* _What is needed_
Determine how many lines of the listing below contain the string "nose", matching case exactly. Reply with only the count.

* _Data rows_
++++++++++
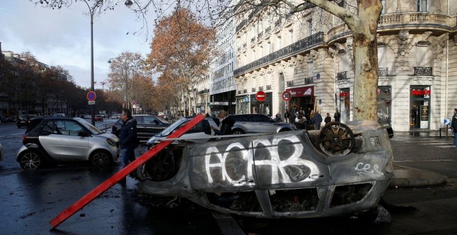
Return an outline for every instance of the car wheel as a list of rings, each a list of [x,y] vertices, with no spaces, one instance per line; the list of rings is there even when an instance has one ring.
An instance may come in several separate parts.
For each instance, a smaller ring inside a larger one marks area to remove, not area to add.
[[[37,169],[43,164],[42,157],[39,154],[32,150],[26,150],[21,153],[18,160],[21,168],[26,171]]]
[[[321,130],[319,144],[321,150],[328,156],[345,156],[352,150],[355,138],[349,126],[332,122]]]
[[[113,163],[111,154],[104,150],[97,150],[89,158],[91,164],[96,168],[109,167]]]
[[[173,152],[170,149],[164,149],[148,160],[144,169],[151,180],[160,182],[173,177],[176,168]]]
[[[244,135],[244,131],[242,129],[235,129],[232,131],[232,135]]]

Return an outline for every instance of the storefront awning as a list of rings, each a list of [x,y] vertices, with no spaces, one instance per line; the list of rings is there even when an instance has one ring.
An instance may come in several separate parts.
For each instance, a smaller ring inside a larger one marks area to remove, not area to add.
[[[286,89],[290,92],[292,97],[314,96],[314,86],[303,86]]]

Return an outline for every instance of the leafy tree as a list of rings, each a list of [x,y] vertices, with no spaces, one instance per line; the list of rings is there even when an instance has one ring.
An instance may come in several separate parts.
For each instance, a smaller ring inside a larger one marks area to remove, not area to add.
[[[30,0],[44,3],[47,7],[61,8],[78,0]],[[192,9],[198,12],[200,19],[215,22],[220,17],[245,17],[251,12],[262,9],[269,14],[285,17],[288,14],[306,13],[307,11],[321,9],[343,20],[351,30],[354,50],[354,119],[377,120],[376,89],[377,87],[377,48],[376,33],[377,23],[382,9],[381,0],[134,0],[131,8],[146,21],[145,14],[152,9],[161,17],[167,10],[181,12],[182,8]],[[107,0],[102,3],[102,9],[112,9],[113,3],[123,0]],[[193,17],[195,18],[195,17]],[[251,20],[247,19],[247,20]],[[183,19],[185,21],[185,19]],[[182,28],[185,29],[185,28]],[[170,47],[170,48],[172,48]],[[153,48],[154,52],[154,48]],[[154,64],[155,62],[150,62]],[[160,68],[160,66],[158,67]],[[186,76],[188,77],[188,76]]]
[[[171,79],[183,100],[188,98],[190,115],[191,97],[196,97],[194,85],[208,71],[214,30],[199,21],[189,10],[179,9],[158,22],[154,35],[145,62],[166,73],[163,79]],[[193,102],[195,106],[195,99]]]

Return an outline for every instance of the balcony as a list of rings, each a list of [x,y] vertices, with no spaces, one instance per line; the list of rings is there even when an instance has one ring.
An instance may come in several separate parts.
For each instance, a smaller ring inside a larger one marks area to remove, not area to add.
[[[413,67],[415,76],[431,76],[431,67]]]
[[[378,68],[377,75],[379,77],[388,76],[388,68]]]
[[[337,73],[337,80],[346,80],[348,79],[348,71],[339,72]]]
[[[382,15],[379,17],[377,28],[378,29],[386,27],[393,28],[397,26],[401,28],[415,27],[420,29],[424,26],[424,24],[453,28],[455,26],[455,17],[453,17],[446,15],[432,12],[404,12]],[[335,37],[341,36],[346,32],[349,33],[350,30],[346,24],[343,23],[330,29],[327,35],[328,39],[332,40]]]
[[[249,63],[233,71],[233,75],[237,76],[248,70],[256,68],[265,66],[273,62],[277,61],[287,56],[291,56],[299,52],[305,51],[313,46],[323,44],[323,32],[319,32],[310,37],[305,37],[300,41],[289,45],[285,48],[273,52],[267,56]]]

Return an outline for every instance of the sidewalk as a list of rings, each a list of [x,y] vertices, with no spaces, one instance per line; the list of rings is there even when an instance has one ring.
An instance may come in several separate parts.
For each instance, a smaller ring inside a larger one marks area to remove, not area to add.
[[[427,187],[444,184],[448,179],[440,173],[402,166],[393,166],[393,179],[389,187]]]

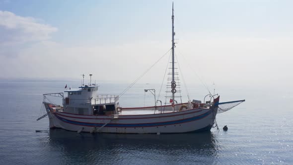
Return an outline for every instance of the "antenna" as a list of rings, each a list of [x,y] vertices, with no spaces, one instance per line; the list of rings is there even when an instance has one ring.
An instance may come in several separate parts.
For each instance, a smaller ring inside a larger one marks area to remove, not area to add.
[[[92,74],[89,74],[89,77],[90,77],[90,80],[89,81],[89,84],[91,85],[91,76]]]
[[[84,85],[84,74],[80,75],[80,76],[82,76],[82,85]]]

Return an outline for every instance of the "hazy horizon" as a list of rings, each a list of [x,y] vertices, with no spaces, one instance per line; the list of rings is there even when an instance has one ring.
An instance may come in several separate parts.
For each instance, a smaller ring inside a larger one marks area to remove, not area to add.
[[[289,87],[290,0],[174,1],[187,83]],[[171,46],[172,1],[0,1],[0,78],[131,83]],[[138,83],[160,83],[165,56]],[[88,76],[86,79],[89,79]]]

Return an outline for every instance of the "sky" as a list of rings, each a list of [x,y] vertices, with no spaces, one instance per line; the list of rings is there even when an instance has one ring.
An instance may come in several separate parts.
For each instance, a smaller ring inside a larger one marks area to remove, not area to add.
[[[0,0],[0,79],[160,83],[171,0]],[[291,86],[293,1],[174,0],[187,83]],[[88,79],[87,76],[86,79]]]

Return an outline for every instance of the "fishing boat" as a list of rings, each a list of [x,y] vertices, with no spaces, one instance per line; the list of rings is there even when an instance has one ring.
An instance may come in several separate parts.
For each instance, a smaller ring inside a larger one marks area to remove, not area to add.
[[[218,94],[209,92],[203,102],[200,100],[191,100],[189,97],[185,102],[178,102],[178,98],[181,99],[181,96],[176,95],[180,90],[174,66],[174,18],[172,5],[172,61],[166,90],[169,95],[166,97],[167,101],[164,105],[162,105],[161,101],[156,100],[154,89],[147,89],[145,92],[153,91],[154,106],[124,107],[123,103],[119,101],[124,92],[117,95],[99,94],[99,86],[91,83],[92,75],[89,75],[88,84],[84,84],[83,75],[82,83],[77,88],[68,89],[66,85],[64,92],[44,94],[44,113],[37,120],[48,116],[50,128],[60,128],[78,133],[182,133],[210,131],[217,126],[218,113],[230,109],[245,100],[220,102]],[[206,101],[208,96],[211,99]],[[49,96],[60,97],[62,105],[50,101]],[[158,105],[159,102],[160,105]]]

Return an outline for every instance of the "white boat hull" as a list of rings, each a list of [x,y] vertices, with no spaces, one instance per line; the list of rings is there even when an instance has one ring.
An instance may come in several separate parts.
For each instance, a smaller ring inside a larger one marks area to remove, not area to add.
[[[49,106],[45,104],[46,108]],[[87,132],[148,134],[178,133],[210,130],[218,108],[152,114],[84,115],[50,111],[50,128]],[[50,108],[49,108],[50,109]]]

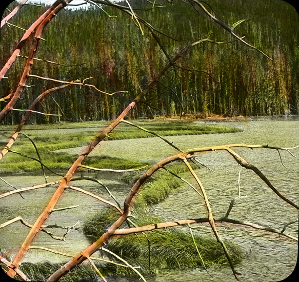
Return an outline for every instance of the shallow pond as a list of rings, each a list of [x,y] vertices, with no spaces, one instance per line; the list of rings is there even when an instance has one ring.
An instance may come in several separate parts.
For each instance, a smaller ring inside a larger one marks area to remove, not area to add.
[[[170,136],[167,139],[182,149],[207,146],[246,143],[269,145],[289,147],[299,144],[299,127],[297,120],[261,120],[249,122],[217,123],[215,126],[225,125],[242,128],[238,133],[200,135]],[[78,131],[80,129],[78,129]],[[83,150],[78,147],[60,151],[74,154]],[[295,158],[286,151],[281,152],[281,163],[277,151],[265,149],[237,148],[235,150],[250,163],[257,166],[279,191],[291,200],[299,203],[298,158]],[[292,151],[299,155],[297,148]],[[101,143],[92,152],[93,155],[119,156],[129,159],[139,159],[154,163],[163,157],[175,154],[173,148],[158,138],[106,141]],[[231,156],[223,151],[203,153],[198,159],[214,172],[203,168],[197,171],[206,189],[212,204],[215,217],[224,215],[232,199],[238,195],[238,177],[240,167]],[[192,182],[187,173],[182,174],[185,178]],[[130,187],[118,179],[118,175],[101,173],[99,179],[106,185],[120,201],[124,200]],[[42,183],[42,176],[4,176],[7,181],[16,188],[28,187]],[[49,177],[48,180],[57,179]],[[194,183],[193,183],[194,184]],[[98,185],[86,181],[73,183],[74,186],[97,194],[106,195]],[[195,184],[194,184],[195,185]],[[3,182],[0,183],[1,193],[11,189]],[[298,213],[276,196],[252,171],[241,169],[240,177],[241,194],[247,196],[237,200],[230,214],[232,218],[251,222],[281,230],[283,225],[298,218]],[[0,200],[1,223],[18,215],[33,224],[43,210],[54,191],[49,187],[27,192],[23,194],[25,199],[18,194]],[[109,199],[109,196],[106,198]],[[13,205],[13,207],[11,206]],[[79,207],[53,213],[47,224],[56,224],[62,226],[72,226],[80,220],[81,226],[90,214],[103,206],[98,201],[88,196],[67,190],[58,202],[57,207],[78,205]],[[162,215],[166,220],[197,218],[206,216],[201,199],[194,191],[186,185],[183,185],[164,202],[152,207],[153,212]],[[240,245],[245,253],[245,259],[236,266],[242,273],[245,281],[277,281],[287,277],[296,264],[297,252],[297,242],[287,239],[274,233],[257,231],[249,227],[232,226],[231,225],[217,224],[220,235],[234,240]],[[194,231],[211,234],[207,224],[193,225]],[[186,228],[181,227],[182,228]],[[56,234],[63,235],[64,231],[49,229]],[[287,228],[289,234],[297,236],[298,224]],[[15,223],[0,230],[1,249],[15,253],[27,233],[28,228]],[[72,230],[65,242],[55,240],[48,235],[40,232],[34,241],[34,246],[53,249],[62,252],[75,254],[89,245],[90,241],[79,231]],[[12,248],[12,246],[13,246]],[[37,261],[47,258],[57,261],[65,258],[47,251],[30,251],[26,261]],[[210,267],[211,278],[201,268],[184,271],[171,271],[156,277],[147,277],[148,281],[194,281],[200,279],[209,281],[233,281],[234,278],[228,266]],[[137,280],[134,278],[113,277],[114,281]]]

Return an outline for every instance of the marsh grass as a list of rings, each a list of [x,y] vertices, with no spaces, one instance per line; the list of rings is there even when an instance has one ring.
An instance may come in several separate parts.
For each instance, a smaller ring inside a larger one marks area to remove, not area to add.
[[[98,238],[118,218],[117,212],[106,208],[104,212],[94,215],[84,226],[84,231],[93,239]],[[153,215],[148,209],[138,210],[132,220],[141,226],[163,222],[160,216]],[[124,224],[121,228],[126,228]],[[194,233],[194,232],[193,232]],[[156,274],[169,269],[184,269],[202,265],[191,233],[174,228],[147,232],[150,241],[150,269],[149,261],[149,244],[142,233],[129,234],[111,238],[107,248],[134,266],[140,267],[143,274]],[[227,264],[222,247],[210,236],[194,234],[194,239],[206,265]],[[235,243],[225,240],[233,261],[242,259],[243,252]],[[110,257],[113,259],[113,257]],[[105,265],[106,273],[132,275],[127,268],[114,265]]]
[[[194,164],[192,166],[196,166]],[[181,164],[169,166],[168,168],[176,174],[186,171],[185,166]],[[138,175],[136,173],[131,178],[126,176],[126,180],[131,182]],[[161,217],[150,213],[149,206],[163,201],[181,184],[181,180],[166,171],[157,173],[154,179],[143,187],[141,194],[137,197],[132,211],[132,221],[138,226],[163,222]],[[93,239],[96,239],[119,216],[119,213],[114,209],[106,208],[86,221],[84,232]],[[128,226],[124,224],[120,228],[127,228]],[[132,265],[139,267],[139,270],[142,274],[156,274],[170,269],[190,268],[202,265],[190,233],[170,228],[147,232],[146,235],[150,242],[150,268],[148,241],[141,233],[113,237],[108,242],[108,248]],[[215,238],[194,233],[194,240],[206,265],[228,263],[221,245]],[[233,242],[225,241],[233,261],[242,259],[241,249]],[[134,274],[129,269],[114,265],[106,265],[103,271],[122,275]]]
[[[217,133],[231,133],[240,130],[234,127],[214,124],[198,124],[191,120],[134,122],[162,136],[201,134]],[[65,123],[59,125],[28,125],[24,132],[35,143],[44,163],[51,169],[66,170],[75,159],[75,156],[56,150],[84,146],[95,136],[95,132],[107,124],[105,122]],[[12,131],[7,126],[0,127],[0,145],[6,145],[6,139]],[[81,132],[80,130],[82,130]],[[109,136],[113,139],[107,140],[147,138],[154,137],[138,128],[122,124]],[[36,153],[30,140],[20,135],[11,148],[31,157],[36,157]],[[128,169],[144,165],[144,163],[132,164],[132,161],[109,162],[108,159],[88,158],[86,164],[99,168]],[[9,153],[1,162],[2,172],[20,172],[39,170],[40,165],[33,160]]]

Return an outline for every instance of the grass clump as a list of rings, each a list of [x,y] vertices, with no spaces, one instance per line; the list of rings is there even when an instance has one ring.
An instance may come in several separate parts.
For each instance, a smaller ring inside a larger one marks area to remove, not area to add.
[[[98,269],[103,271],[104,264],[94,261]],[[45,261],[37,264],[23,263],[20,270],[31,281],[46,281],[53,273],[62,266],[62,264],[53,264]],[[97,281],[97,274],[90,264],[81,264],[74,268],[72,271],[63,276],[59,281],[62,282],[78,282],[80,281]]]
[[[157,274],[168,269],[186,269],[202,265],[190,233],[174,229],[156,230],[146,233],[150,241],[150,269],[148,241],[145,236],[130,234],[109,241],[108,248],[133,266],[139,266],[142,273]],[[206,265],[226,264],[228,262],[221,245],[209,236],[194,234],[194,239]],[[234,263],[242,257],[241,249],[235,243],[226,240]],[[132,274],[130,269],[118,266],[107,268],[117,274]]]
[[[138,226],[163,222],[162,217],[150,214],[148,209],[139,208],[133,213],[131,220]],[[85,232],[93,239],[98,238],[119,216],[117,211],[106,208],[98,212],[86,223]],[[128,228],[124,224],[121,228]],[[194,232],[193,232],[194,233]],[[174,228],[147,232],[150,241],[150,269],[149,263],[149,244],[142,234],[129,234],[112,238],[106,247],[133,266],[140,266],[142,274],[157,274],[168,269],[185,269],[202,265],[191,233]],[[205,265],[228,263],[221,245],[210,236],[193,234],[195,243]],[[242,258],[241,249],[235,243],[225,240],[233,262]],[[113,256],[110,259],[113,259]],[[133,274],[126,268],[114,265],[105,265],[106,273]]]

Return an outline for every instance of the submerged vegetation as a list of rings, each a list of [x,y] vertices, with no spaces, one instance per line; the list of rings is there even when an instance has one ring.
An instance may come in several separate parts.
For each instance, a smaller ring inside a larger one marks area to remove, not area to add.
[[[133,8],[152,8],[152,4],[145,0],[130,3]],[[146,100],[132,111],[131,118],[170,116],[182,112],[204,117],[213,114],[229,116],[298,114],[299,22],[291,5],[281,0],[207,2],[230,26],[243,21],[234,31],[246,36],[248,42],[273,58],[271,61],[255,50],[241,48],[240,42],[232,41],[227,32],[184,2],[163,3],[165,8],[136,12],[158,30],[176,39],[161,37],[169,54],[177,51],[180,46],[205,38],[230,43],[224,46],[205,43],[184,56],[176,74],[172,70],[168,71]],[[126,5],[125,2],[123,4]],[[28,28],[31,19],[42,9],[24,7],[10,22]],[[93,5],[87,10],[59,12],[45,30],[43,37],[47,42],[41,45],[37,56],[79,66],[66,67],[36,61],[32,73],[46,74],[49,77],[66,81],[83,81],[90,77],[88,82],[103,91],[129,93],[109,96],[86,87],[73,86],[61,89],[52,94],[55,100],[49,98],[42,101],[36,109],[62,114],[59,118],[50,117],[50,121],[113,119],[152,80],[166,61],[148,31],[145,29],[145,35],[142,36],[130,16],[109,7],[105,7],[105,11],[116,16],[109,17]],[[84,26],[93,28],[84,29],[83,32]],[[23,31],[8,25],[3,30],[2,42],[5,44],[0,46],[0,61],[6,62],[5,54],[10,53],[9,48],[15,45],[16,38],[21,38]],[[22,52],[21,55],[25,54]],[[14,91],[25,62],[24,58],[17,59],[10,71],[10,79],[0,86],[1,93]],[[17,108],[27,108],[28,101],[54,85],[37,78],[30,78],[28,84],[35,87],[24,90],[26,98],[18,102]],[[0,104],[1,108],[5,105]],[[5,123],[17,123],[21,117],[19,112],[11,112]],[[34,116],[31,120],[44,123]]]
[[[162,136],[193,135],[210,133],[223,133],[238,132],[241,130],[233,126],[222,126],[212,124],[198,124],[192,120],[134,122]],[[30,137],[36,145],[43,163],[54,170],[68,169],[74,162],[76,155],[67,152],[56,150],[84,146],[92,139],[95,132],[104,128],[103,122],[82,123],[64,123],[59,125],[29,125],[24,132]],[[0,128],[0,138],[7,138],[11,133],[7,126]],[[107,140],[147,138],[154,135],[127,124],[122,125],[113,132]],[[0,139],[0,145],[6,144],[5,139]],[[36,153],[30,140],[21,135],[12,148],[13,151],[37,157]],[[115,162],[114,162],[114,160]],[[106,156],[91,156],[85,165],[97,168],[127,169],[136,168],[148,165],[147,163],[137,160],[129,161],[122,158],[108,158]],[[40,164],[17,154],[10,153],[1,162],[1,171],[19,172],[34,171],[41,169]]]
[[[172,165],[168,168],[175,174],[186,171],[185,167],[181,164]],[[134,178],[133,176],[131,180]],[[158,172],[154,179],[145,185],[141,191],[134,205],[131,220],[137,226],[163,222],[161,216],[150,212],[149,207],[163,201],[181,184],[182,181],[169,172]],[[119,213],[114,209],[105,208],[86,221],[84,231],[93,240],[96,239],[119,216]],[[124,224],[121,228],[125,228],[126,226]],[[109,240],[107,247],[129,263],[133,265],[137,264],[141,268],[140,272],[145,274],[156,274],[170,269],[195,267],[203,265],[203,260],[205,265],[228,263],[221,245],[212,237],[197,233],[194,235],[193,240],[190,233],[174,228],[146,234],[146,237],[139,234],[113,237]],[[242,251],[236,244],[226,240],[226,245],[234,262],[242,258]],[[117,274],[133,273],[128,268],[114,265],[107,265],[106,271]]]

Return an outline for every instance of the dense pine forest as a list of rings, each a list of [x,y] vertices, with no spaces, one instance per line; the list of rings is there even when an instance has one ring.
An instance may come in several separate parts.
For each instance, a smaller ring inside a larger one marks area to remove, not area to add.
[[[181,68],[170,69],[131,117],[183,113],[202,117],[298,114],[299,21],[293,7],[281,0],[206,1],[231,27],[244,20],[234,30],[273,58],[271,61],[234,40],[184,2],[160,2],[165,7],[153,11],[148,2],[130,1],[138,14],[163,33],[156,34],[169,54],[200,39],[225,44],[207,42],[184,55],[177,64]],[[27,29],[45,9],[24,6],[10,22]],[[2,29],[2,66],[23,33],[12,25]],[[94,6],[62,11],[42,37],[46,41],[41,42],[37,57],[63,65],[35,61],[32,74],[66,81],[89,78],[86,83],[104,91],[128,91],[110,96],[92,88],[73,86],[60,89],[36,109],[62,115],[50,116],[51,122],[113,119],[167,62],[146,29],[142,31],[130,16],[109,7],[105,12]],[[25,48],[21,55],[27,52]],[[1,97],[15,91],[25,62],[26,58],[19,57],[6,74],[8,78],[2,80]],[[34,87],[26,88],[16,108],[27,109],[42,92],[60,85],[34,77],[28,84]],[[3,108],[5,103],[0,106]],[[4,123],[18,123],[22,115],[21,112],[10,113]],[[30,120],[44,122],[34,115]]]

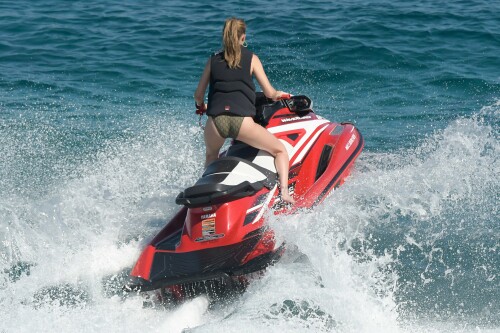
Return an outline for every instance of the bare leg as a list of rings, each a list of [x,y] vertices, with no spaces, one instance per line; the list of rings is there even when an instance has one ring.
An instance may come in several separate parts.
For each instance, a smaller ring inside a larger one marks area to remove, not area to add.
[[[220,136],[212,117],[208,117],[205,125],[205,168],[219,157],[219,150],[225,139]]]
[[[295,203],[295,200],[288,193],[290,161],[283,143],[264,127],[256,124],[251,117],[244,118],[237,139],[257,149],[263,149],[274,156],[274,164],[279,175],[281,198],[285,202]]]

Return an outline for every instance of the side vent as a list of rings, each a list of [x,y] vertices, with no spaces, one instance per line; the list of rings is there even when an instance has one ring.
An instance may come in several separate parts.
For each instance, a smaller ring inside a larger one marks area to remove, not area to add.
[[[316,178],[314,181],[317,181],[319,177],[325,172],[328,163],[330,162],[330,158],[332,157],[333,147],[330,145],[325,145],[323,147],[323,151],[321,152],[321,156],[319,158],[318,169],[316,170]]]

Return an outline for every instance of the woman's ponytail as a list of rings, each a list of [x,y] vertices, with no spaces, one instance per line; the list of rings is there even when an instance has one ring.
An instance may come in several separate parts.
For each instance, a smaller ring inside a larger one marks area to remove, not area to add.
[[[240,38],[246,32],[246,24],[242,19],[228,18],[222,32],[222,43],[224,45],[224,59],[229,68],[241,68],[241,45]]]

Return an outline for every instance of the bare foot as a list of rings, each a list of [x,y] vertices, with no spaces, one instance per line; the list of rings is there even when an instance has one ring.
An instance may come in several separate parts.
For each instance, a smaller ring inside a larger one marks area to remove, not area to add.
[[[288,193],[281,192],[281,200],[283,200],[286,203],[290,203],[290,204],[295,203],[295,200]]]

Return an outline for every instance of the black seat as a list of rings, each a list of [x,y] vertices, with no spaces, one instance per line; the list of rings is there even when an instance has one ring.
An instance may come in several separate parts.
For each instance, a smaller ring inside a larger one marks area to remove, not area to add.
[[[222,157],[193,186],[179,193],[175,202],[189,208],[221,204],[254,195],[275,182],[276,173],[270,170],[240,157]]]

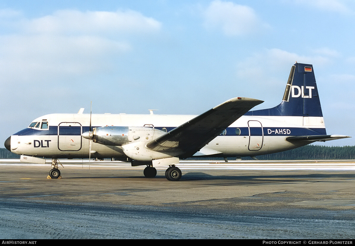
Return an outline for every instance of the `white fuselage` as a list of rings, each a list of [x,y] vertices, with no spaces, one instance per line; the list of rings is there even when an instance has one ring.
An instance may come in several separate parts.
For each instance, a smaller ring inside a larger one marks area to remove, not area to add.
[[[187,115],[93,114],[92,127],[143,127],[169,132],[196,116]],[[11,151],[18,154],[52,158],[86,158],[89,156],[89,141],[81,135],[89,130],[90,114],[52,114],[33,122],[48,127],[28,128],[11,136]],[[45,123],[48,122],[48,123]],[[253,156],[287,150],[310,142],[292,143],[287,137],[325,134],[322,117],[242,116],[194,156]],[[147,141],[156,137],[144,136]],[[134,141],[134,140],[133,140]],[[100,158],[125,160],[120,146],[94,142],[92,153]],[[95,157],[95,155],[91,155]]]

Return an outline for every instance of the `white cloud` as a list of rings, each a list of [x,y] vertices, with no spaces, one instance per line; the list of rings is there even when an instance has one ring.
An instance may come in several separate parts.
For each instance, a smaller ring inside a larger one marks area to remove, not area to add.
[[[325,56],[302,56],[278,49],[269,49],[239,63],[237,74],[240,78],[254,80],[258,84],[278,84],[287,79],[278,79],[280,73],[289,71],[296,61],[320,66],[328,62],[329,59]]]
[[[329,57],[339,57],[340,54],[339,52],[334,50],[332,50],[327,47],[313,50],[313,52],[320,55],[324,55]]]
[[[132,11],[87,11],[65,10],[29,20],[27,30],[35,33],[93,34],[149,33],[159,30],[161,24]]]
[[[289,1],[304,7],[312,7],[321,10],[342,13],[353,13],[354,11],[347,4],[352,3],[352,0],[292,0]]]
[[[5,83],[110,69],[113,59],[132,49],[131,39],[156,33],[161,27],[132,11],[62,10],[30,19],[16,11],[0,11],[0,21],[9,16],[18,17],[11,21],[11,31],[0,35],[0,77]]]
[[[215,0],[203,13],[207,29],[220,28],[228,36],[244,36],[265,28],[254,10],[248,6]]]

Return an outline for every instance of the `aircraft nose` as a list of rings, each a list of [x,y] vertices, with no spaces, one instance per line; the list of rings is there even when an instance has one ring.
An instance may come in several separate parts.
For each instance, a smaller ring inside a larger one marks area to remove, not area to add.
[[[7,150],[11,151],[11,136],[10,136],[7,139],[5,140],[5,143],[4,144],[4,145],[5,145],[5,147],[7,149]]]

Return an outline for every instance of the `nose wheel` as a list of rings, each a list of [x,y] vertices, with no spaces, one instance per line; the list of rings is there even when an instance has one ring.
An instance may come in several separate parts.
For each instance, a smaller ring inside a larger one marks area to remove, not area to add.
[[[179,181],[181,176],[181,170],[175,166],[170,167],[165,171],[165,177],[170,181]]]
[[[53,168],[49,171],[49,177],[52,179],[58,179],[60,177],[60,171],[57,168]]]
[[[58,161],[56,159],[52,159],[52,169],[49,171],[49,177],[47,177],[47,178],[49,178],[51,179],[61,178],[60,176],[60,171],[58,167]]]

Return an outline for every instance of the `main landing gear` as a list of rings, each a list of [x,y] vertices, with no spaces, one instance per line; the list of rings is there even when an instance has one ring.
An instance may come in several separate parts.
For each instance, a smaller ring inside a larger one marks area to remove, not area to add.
++++++++++
* _Written response_
2